(Stored records)
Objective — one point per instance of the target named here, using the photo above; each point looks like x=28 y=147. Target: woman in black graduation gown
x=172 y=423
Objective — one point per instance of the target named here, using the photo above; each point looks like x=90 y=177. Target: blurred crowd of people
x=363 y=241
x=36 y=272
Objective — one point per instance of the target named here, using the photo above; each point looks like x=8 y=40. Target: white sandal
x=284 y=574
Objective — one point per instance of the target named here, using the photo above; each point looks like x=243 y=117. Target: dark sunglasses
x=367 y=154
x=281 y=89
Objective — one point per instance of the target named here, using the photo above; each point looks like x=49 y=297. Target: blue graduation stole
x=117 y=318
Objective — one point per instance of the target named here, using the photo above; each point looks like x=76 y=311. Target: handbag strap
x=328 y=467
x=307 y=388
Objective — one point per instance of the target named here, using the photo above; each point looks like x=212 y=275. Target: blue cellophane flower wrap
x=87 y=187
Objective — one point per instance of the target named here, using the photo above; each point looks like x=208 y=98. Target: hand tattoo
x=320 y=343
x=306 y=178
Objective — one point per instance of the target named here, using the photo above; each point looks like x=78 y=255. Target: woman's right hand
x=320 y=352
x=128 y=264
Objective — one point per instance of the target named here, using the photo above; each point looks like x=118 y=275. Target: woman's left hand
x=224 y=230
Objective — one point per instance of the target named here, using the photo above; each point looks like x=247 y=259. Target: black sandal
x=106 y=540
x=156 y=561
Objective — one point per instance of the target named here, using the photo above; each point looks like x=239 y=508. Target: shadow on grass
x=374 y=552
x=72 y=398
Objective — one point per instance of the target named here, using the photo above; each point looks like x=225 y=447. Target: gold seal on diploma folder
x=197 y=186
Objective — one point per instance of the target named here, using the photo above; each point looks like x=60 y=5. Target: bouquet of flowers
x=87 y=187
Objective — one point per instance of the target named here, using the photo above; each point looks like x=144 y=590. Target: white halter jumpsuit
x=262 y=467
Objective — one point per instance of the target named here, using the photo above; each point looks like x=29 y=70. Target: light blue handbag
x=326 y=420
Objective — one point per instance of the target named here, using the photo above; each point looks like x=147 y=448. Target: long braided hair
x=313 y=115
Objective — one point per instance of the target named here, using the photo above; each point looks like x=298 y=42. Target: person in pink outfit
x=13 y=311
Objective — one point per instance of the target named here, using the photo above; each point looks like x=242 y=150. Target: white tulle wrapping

-- Aim of the exercise --
Reprint every entry exactly.

-- Answer --
Objective — one point per instance of the target named here, using the photo above; each point looks like x=28 y=147. Target: woman in black graduation gown
x=172 y=423
Objective — one point per instance of the target named here, using the photo above; each point looks like x=90 y=177. Target: blurred crowd of people
x=363 y=241
x=36 y=272
Objective — one point per instance of the target named here, using the photo above; each point looks like x=8 y=40. Target: white sandal
x=284 y=574
Objective — one point per instance of the target named here, using the photo above; each point looks like x=243 y=117. Target: dark sunglasses
x=367 y=154
x=281 y=89
Objective — one point per instance of the target named here, using the photo above; each point looks like x=49 y=297. Target: blue graduation stole
x=117 y=318
Objective — one point per instance of the target named here, using the photo above; each point looks like x=76 y=311. Target: handbag strap
x=328 y=467
x=307 y=388
Objective — one point per instance of the target named here, using the photo above; each point looks like x=212 y=275. Target: blue cellophane flower wrap
x=87 y=187
Objective — one point per instance of the target named here, using the photo above; each point looks like x=208 y=98. Target: hand tattoo
x=320 y=343
x=306 y=178
Objective — one point per instance of the target named here, using the photo above; each point looks like x=78 y=255. Target: woman's right hand
x=320 y=352
x=128 y=264
Objective — one point per instance of the target named here, using the photo above; each point looks like x=118 y=275. Target: woman's left hand
x=224 y=230
Objective — one point per instance of the target named here, using the photo above; each point looks like x=247 y=259. Target: black sandal
x=106 y=540
x=156 y=561
Objective — one point per instance of the target named here, using the photo above; each point looks like x=239 y=508. Target: shadow on grass
x=374 y=552
x=72 y=398
Objective — one point per instance of the target named here, using the photo above; each point looks like x=225 y=447. Target: gold seal on diploma folder
x=197 y=186
Objective — one point per instance of the target named here, using the photo above; each point looks like x=60 y=5. Target: bouquet of flowers
x=87 y=187
Objective — one point per instance of the target named here, using the photo above; each point looks like x=144 y=590. Target: white halter jumpsuit
x=262 y=467
Objective — one point per instance of the target named here, using the photo above; each point looks like x=29 y=70. Target: light blue handbag
x=326 y=420
Objective — one point per instance of the target named here, using the photo above; each point looks like x=147 y=448. Target: long braided hair
x=313 y=115
Objective — one point per instance of the target named here, using the photo above; each point looks like x=298 y=42. Target: person in pink outfit
x=13 y=311
Objective — one point per instance of the target named here, using the photo above; each point looks like x=242 y=150. Target: white tulle wrapping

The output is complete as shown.